# [Task to complete]
Rewrite the entries from the line containing "Wildlife-survey input: mark every instance of the moss" through the last line of the entries, inclusive, shifting every coordinate in the answers up by 148. Include only these lines.

(Position identification entries)
┄┄┄┄┄┄┄┄┄┄┄┄┄┄┄┄┄┄┄┄

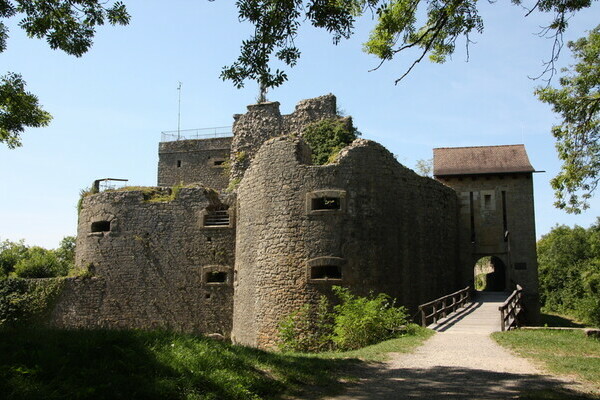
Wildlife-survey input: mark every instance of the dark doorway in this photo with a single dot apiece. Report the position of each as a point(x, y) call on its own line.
point(490, 274)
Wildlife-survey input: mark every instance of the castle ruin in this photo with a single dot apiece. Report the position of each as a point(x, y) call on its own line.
point(204, 259)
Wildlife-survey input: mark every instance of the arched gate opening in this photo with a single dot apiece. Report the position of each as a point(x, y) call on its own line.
point(490, 274)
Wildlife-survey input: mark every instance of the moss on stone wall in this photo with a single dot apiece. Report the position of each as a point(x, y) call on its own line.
point(327, 137)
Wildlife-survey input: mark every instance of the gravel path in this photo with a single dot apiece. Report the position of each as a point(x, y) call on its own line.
point(460, 362)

┄┄┄┄┄┄┄┄┄┄┄┄┄┄┄┄┄┄┄┄

# [Output]
Wildlife-survey input: mark every instance of the moss on stone wall in this photo with a single dot apiece. Report the position of each as a point(x, y) call on its own line.
point(475, 285)
Wildlife-survey input: mark every instance of the gravel path in this photo with a single dot apiece. Report the position of each as a point(x, y) call on its own line.
point(608, 510)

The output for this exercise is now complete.